(A run of lines)
++++++++++
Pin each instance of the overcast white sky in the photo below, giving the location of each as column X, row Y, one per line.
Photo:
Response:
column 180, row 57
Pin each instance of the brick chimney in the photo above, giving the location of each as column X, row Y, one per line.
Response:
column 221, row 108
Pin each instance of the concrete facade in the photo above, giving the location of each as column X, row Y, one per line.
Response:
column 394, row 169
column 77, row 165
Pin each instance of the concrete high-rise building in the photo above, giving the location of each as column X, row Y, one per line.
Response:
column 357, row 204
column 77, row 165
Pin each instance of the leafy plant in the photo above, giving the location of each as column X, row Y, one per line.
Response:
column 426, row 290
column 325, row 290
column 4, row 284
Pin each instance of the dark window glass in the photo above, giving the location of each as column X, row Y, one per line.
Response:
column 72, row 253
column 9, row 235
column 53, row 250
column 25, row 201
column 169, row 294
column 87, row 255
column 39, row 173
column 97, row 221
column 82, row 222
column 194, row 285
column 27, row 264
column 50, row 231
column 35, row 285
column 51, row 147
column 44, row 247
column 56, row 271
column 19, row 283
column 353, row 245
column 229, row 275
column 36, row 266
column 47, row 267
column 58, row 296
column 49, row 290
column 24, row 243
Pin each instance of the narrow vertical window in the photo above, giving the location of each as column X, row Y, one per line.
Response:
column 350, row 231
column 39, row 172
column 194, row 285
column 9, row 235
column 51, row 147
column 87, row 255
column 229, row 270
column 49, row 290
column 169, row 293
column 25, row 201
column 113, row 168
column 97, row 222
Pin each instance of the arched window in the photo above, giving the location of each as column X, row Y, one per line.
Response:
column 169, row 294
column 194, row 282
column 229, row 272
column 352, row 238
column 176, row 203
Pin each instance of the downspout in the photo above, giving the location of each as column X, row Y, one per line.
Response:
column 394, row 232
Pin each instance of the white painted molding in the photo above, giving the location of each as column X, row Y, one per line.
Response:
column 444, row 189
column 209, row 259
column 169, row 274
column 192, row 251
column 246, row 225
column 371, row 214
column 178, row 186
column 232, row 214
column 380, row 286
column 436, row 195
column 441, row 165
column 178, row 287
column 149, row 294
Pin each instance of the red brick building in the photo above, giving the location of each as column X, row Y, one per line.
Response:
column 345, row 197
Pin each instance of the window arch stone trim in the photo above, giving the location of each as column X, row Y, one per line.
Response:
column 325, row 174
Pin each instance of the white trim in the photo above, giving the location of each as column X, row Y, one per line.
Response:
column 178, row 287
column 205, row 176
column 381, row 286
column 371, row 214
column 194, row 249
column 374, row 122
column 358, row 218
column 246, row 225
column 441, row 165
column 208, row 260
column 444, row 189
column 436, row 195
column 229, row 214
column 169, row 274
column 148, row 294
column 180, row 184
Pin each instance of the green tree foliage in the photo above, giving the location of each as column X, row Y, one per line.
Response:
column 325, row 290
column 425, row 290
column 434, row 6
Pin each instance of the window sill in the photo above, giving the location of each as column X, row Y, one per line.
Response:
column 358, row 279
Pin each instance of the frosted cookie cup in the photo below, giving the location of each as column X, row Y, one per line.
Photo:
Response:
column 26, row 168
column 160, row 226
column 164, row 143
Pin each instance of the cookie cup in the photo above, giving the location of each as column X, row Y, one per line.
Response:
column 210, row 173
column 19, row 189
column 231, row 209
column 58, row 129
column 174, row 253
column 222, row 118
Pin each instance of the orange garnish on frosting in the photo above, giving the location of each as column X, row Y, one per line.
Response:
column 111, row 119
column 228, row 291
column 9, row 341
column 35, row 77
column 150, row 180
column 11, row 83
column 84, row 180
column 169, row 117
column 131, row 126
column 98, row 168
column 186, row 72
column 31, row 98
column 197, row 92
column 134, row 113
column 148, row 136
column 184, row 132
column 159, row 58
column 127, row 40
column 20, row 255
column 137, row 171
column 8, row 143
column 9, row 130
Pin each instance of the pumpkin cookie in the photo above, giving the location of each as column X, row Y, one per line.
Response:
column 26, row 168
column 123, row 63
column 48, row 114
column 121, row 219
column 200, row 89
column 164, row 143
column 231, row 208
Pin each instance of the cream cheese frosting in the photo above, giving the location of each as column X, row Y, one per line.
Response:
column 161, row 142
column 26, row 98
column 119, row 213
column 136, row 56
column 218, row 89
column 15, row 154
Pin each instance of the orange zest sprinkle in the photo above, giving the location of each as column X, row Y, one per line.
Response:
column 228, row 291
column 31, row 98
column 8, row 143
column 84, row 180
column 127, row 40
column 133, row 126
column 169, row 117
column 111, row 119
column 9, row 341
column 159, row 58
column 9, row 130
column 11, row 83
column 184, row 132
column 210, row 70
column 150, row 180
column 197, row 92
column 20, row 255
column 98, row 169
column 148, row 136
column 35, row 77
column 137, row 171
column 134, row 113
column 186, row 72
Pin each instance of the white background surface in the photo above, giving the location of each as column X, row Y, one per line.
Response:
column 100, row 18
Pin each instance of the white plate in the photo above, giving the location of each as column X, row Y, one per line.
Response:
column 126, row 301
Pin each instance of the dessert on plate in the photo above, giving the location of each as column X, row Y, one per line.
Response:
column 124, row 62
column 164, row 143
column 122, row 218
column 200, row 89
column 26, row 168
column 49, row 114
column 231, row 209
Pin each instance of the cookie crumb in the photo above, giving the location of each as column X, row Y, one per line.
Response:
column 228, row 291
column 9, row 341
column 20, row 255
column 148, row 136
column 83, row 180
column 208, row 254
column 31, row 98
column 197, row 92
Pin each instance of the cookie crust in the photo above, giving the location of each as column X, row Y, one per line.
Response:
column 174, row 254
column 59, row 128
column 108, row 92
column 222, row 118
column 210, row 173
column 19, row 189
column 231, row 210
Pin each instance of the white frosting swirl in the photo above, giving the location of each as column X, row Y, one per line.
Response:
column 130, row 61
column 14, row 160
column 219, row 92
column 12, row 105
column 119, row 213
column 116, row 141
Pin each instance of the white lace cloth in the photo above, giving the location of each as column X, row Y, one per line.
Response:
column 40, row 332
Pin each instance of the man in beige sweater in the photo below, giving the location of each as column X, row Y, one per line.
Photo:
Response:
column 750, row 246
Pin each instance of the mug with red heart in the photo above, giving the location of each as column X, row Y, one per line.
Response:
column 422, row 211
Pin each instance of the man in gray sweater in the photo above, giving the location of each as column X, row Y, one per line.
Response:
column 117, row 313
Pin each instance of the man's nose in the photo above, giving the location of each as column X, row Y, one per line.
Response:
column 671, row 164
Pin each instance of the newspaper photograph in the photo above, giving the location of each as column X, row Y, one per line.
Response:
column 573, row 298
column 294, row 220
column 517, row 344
++++++++++
**WHAT IS REQUIRED:** Convert the lines above into a JSON list of strings, one string per line, leaving out any blank lines.

**THE RESPONSE:**
[
  "Pin each instance of the overcast white sky in the photo below, giving the location of each as column X, row Y, one per line.",
  "Photo:",
  "Response:",
  "column 180, row 57",
  "Pin each instance of the brick chimney in the photo above, giving the location of each as column X, row Y, one per line.",
  "Response:",
  "column 221, row 108",
  "Pin each instance of the concrete facade in the photo above, giving the location of each as column X, row Y, one per line.",
  "Response:",
  "column 394, row 169",
  "column 77, row 165",
  "Pin each instance of the concrete high-rise building in the photo above, giving the location of each as column X, row Y, one per line.",
  "Response:",
  "column 357, row 204",
  "column 77, row 165",
  "Pin each instance of the leafy plant in the photo above, giving the location of each as column X, row Y, one per line.",
  "Response:",
  "column 426, row 290",
  "column 325, row 290",
  "column 4, row 284",
  "Pin each instance of the dark window glass in the photo above, giving the location of each as column X, row Y, one per line.",
  "Response:",
  "column 72, row 253",
  "column 9, row 235",
  "column 53, row 250",
  "column 25, row 201",
  "column 169, row 294",
  "column 87, row 255",
  "column 39, row 173",
  "column 97, row 221",
  "column 82, row 222",
  "column 194, row 285",
  "column 27, row 264",
  "column 50, row 231",
  "column 35, row 285",
  "column 51, row 147",
  "column 44, row 247",
  "column 56, row 271",
  "column 19, row 283",
  "column 353, row 245",
  "column 229, row 275",
  "column 36, row 266",
  "column 47, row 267",
  "column 58, row 296",
  "column 49, row 290",
  "column 24, row 243",
  "Pin each instance of the narrow vertical window in the photo above, giving the location of each as column X, row Y, one per line.",
  "Response:",
  "column 350, row 231",
  "column 39, row 172",
  "column 194, row 285",
  "column 9, row 235",
  "column 51, row 147",
  "column 87, row 255",
  "column 229, row 270",
  "column 49, row 290",
  "column 169, row 293",
  "column 25, row 201",
  "column 113, row 168",
  "column 97, row 222",
  "Pin each instance of the arched window in the photo above, giving the location of each as column X, row Y, one per line.",
  "Response:",
  "column 169, row 294",
  "column 194, row 282",
  "column 229, row 272",
  "column 352, row 238",
  "column 176, row 203",
  "Pin each instance of the downspout in the photo above, giving the location of each as column X, row Y, one per line.",
  "Response:",
  "column 394, row 232",
  "Pin each instance of the white painted molding in the photo above, giving the location of each as column X, row Y, one per line.",
  "Response:",
  "column 444, row 189",
  "column 209, row 259",
  "column 169, row 274",
  "column 192, row 251",
  "column 246, row 225",
  "column 371, row 214",
  "column 178, row 186",
  "column 232, row 214",
  "column 380, row 286",
  "column 436, row 195",
  "column 441, row 165",
  "column 178, row 287",
  "column 149, row 294",
  "Pin each instance of the red brick building in the photo above, giving the location of each as column X, row Y, one per line.",
  "Response:",
  "column 345, row 197",
  "Pin each instance of the window arch stone trim in the photo above, giving the location of each as column X, row Y, one per line.",
  "Response:",
  "column 325, row 174",
  "Pin each instance of the white trim in the photo above, giving the location of each as column X, row Y, one per line.",
  "Response:",
  "column 178, row 287",
  "column 205, row 176",
  "column 381, row 286",
  "column 371, row 214",
  "column 194, row 249",
  "column 374, row 122",
  "column 358, row 218",
  "column 246, row 225",
  "column 441, row 165",
  "column 208, row 260",
  "column 444, row 189",
  "column 436, row 195",
  "column 229, row 214",
  "column 169, row 274",
  "column 148, row 294",
  "column 180, row 184",
  "Pin each instance of the green tree foliage in the photo above, giving the location of each as column X, row Y, one per line.",
  "Response:",
  "column 325, row 290",
  "column 425, row 290",
  "column 434, row 6",
  "Pin each instance of the window sill in the photo above, giving the location of each as column X, row Y, one per line.",
  "Response:",
  "column 358, row 279",
  "Pin each instance of the frosted cookie cup in the photo below, giving the location of each as column X, row Y, one per line.",
  "Photo:",
  "Response:",
  "column 26, row 168",
  "column 160, row 226",
  "column 164, row 143",
  "Pin each instance of the cookie cup in the photo above, giving the location of each as column X, row Y, one per line.",
  "Response:",
  "column 210, row 173",
  "column 19, row 189",
  "column 231, row 209",
  "column 58, row 129",
  "column 174, row 253",
  "column 222, row 118",
  "Pin each instance of the orange garnish on frosting in the photo above, giving the location of each as column X, row Y, one per line.",
  "Response:",
  "column 111, row 119",
  "column 228, row 291",
  "column 9, row 341",
  "column 35, row 77",
  "column 150, row 180",
  "column 11, row 83",
  "column 84, row 180",
  "column 169, row 117",
  "column 131, row 126",
  "column 98, row 168",
  "column 186, row 72",
  "column 31, row 98",
  "column 197, row 92",
  "column 134, row 113",
  "column 148, row 136",
  "column 184, row 132",
  "column 159, row 58",
  "column 127, row 40",
  "column 20, row 255",
  "column 137, row 171",
  "column 8, row 143",
  "column 9, row 130",
  "Pin each instance of the pumpkin cookie in the photo above, giving the location of each as column X, row Y, one per line.",
  "Response:",
  "column 26, row 168",
  "column 123, row 63",
  "column 48, row 114",
  "column 121, row 219",
  "column 200, row 89",
  "column 164, row 143",
  "column 231, row 208",
  "Pin each instance of the cream cheese frosting in the photo above, giving the location of each as column X, row Y, one per line.",
  "Response:",
  "column 161, row 142",
  "column 26, row 98",
  "column 119, row 213",
  "column 136, row 56",
  "column 218, row 89",
  "column 15, row 154",
  "Pin each instance of the orange zest sprinkle in the photo above, giving the location of each as column X, row Y, one per line.",
  "Response:",
  "column 228, row 291",
  "column 31, row 98",
  "column 8, row 143",
  "column 84, row 180",
  "column 127, row 40",
  "column 133, row 126",
  "column 169, row 117",
  "column 111, row 119",
  "column 9, row 341",
  "column 159, row 58",
  "column 9, row 130",
  "column 11, row 83",
  "column 184, row 132",
  "column 210, row 70",
  "column 150, row 180",
  "column 197, row 92",
  "column 20, row 255",
  "column 98, row 169",
  "column 148, row 136",
  "column 35, row 77",
  "column 137, row 171",
  "column 134, row 113",
  "column 186, row 72",
  "Pin each instance of the white background surface in the photo above, giving the location of each as column X, row Y, one per line.",
  "Response:",
  "column 100, row 18",
  "Pin each instance of the white plate in the photo above, giving the location of each as column X, row Y, one per line.",
  "Response:",
  "column 126, row 301",
  "Pin each instance of the dessert on plate in the photo above, giving the location of each as column X, row Y, one per line.",
  "Response:",
  "column 124, row 62",
  "column 164, row 143",
  "column 122, row 218",
  "column 200, row 89",
  "column 26, row 168",
  "column 49, row 114",
  "column 231, row 209",
  "Pin each instance of the cookie crumb in the photo above, giving the location of each as column X, row Y, one per line.",
  "Response:",
  "column 228, row 291",
  "column 9, row 341",
  "column 20, row 255",
  "column 148, row 136",
  "column 83, row 180",
  "column 208, row 254",
  "column 31, row 98",
  "column 197, row 92",
  "Pin each instance of the cookie crust in the photo above, giving the location of each as column X, row Y, one per line.",
  "Response:",
  "column 174, row 254",
  "column 59, row 128",
  "column 108, row 92",
  "column 222, row 118",
  "column 210, row 173",
  "column 19, row 189",
  "column 231, row 210",
  "Pin each instance of the white frosting swirl in the photo above, giving the location of each as column X, row Y, one per line.",
  "Response:",
  "column 130, row 61",
  "column 14, row 160",
  "column 219, row 92",
  "column 12, row 105",
  "column 119, row 213",
  "column 116, row 141",
  "Pin each instance of the white lace cloth in the photo above, giving the location of each as column X, row Y, one per line.",
  "Response:",
  "column 40, row 332",
  "Pin each instance of the man in beige sweater in the photo below, giving the location of each as column X, row Y, one per line.",
  "Photo:",
  "Response:",
  "column 750, row 246",
  "Pin each instance of the mug with red heart in the photo above, giving the location of each as column X, row Y, one per line.",
  "Response:",
  "column 422, row 211",
  "Pin each instance of the man in gray sweater in the photo above, giving the location of each as column X, row Y, one per line.",
  "Response:",
  "column 117, row 313",
  "Pin each instance of the man's nose in the photo above, giving the location of each as column X, row Y, one per line.",
  "Response:",
  "column 671, row 164",
  "Pin each instance of the newspaper photograph in the photo above, giving the location of each as column X, row Y, one per line.",
  "Response:",
  "column 573, row 298",
  "column 294, row 220",
  "column 517, row 344"
]